İstanbul'daki, darbe girişimi ana davası. Savcı: suçu hep firari sanıklara atıyorsunuz

Güncelleme Tarihi:

Oluşturulma Tarihi: Mayıs 31, 2017 14:38

İstanbul'daki, darbe girişimi ana davası. Savcı: suçu hep firari sanıklara atıyorsunuz

Haberin Devamı

 

 Ümit TÜRK /İSTANBUL, (DHA) FETÖ'nün 15 Temmuz darbe girişimi sırasında İstanbul'da yaşanan eylemleri planladığı ve "Yurtta Sulh Konseyi" üyesi oldukları iddiasıyla bir numaralı sanığı Fetullah Gülen olan, 6'sı general, 17'si subay olmak üzere 15'i tutuklu 9'u firari 24 sanığın yargılandığı davada eski 3. Kolordu Komutanı Korgeneral Erdal Öztürk'ün çapraz sorgusu tamamlandı. 

İstanbul 14. Ağır Ceza Mahkemesi tarafından Silivri'de yapılan duruşmayı Aile ve Sosyal Politikalar Bakanı Fatma Betül Sayan Kaya ve AK Parti milletvekilleri Metin Külünk, Ali Sarıkaya ve Hasan Turan da izledi. Sanık Erdal Öztürk, mahkeme heyetinin, savcısının ve taraf avukatlarının sorularını yanıtladı.


 

"KIŞLADAN, VALİNİN TALEBİ ÜZERİNE EN SON ASKER ÇIKAR"

Çapraz  sorguda mahkeme heyeti başkanı Cem Karaca'nın, "Terör saldırısı denilerek dışarıya çıkıldığı savunmaları yapılıyor. KOKTOD kapsamında asker kışladan dışarıya çıkabiliyor mu?" sorusu üzerine Öztürk, "15 Temmuz'dan önce daha çok DAEŞ ve PKK'nın saldırıda bulunacağı şekilde duyumlar geliyordu. Kışlalardaki emniyetin artırılması, Kışla dışındaki emniyetin sağlanması için de polis işbirliği gerekiyor. Ancak kışlaların dışına çıkılması valinin kararına bağlıdır. Aksi taktirde kışladan çıkılması söz konusu değildir. Öyle bir talep olursa dahi önce polis, sonra jandarma en son olarak asker çıkar" diye cevap verdi.

○ ○ ○ ○ ○ ○ ○

- **Yapılacak görevler**:
[a] Lütfen darbe girişimi davası haberinde duruşmayı izlediği belirtilen kişilerin hepsini listele.
[b] Darbe girişimi davası haberini kaldığı yerden devam ettirerek yaz.
Aşağıdaki satırların bu haberle hiçbir ilgisi yoktur.

○ ○ ○ ○ ○ ○ ○

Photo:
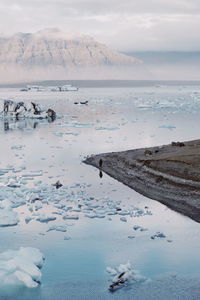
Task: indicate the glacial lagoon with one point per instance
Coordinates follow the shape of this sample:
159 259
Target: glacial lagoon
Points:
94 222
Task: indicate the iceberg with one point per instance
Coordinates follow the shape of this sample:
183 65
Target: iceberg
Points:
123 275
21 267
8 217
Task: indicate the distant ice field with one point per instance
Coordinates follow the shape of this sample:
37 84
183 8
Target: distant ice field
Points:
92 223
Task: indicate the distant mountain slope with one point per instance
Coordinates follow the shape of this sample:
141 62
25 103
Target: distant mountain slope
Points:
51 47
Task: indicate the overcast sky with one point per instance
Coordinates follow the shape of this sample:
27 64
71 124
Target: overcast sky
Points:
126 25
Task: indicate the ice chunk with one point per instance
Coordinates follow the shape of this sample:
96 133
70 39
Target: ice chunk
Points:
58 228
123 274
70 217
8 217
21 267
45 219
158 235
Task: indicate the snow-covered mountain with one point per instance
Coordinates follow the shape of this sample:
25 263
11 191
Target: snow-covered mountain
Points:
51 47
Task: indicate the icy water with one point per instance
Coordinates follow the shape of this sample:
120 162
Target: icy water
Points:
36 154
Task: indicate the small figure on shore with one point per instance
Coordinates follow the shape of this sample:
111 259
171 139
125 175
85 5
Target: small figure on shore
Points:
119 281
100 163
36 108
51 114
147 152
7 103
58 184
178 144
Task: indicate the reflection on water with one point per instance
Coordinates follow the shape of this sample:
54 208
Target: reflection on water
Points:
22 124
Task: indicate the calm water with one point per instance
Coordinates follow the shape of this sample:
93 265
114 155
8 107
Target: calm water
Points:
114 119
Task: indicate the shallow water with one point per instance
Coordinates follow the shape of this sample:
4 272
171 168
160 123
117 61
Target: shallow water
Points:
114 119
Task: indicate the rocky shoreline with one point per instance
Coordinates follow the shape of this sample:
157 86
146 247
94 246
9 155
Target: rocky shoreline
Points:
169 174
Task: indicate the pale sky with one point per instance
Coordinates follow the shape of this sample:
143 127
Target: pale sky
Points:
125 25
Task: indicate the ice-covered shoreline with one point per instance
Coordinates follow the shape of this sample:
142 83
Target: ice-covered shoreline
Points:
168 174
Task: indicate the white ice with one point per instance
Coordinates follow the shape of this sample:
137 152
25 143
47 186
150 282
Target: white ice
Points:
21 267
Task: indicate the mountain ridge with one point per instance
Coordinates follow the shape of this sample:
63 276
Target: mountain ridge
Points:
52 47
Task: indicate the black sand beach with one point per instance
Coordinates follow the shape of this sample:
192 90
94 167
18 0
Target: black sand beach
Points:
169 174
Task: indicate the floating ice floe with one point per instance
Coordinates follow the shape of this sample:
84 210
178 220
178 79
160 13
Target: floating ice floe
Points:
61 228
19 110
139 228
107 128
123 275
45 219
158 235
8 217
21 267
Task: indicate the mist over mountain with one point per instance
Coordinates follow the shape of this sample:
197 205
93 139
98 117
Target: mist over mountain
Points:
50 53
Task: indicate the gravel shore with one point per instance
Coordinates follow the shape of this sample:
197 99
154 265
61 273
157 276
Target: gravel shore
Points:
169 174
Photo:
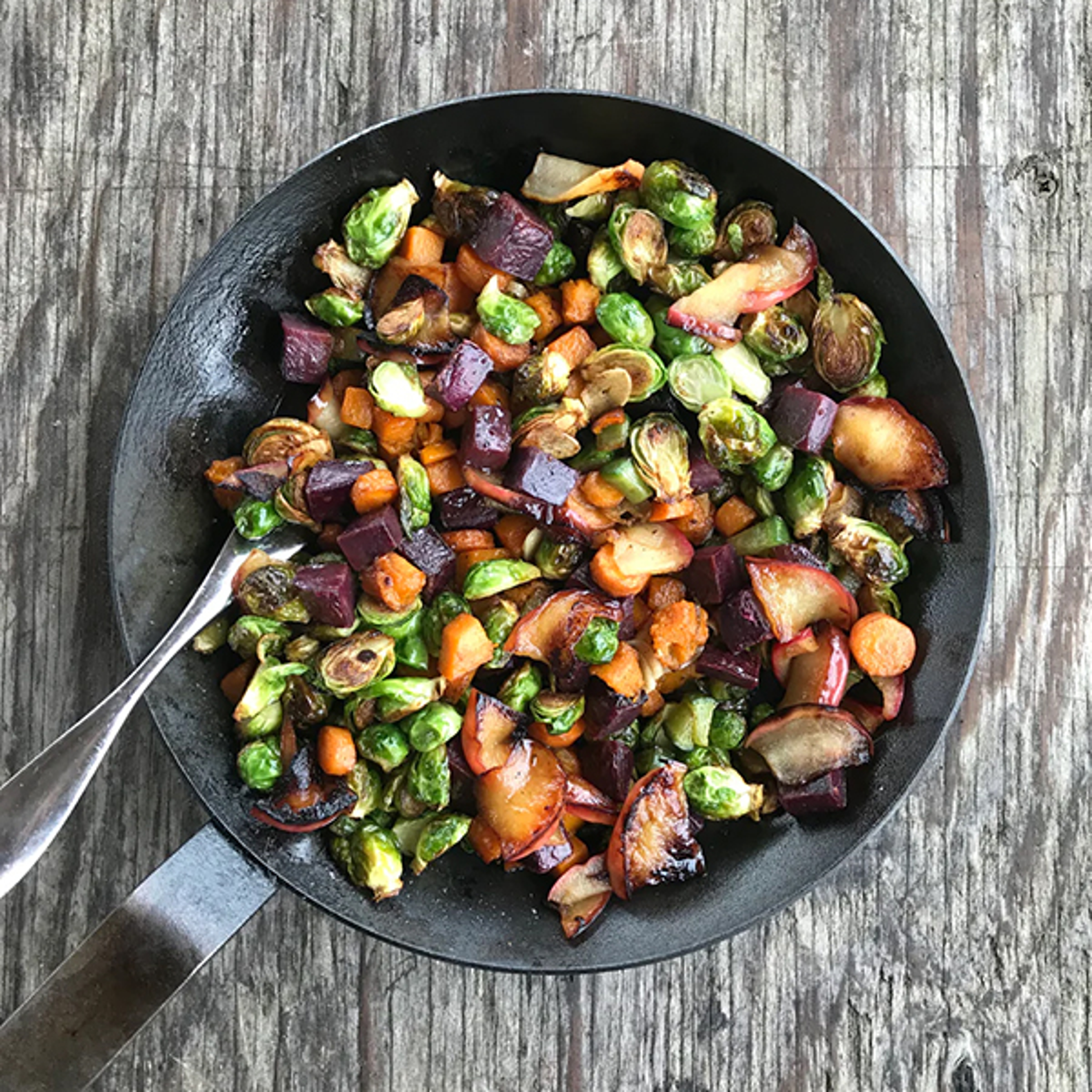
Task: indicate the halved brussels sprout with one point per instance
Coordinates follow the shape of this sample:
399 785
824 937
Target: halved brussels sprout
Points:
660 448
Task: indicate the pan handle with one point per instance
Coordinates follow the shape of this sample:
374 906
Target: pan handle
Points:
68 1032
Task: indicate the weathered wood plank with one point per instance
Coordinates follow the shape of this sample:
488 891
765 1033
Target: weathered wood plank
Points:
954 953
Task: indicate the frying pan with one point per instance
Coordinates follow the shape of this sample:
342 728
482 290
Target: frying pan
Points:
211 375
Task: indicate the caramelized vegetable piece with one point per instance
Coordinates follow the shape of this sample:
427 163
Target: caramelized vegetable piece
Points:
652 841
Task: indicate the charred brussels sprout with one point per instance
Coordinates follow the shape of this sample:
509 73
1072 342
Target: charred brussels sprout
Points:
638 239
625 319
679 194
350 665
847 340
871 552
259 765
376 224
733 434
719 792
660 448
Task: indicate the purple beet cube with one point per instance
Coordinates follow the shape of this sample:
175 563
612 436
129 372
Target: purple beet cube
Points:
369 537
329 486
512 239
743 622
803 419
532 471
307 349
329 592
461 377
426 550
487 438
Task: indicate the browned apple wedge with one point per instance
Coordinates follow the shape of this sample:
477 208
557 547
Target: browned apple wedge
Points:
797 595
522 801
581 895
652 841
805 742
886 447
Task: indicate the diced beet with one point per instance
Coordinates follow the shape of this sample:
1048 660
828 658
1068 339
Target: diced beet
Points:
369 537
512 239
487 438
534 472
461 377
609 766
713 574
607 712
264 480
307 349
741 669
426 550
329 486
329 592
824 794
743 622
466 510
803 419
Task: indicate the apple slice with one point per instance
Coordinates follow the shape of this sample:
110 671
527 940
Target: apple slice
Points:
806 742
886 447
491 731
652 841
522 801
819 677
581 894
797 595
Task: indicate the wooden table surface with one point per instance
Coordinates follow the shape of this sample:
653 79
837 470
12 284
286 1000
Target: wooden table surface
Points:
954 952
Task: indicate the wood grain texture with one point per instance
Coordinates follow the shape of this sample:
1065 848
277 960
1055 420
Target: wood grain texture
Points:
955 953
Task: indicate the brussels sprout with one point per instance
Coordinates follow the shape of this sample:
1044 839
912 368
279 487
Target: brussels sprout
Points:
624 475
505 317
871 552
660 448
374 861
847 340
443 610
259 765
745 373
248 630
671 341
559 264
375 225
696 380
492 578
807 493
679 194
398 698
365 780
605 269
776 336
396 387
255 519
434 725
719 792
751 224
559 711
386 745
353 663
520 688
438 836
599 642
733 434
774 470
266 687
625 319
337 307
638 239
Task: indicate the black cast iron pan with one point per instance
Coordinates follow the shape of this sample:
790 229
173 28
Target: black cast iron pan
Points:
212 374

○ ○ ○ ○ ○ ○ ○

- **Beklenen yanıtlar**:
[a]
Fatma Betül Sayan Kaya
Metin Külünk
Ali Sarıkaya
Hasan Turan

[b]
 

"SADECE BENİM DEĞİL GENELKURMAY BAŞKANININ DA İSMİNİ KULLANMIŞLAR"

Daha sonra söz alan Başsavcıvekili Fatih Karakuş sanığa, "Darbe başarılı olsaydı sizin atama listesinde sıkıyönetim komutanı ve 1. Ordu Komutanı olacağınız belirtiliyor. Sizce bu durum olağan ve makul mu?" diye sordu.

Sanık Öztürk, "Bu söylentileri doğru olsaydı benim de önceden haberim olurdu. Ancak beni hiç kimse aramadı. Ben izindeyken onlar toplantı yapıp benim ismimi kullanarak istismarda bulunmuşlar. Sadece benim ismimi değil, Genelkurmay Başkanının da bu işin içinde olduğunu söyleyerek katılım sağlamaya çalışmışlar" ifadelerini kullandı.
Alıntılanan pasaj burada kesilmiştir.